So laviert Biden, verhindert einerseits eine Resolution des UN-Sicherheitsrats und betont Israels Recht, sich zu verteidigen. Andererseits telefoniert er mit Benjamin Netanjahu, mahnt ihn, Zivilisten zu schützen und „unterstützt“ den Ruf nach einer Waffenruhe. Er verlangt sie aber nicht ausdrücklich, um Israel etwas Zeit zu lassen, die Raketenvorräte der Hamas, ihre Stellungen und ihr Tunnelsystem im Gazastreifen zu zerstören.

Die Vereinten Nationen: gelähmt

Im Sicherheitsrat der UN haben die USA eine Resolution, die zur sofortigen Waffenruhe auffordert, mit ihrem Veto blockiert. China wirft den USA vor, den Sicherheitsrat zu lähmen. Die USA betonten, sie hätten der Hamas und Israel Hilfe bei der Vermittlung einer Waffenruhe angeboten, sofern beide dies wünschen.

Auch die UN gelten als eine Organisation mit propalästinensischer Grundeinstellung. Zudem können sie Israel, das dort Mitglied ist, mit Sanktionen drohen, nicht aber der Hamas, geschweige denn Wohlverhalten der Hamas erzwingen.

Die Hamas und Israel

Die Hamas und Israels Premierminister Benjamin Netanjahu sind Nutznießer des Kriegs. Die Hamas, die den Gazastreifen kontrolliert, will sich als einzige Organisation profilieren, die Israel kämpferisch entgegentritt – gegen die Fatah, die das Westjordanland regiert. Mahmud Abbas, Chef der Autonomiebehörde, hat die palästinensischen Wahlen gerade erneut verschoben aus Angst vor einem Sieg der Hamas. Zuletzt haben die Palästinenser vor 15 Jahren gewählt.

Netanjahu ist kürzlich mit der Regierungsbildung gescheitert. Die Opposition, die nun den Auftrag bekam, braucht dafür ein Bündnis mit Israels Arabern. Das ist angesichts der Eskalation kaum möglich. So rettet der Krieg Netanjahu vor dem drohenden Machtverlust.

+ + +

Aufgabe:
Nenne alle Personen, die im Text über den Gaza-Konflikt mit Namen genannt werden.

+ + +

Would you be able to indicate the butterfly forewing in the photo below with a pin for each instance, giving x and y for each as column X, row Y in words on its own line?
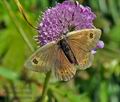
column 86, row 39
column 81, row 43
column 52, row 57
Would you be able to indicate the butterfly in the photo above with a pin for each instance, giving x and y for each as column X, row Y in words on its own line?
column 64, row 56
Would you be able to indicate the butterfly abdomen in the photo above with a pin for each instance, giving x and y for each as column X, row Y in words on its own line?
column 67, row 51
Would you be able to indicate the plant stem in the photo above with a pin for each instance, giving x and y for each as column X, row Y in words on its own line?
column 20, row 30
column 44, row 92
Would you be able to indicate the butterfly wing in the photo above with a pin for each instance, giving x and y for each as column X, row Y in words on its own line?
column 51, row 57
column 43, row 59
column 64, row 70
column 81, row 43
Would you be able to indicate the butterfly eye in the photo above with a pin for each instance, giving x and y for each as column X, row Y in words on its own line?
column 91, row 35
column 35, row 61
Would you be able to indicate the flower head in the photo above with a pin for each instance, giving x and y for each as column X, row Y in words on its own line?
column 65, row 17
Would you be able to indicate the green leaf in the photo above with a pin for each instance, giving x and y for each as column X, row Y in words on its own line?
column 8, row 74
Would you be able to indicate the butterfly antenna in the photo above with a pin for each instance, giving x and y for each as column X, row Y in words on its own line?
column 24, row 14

+ + +

Ergebnis:
Biden, Benjamin Netanjahu, Mahmud Abbas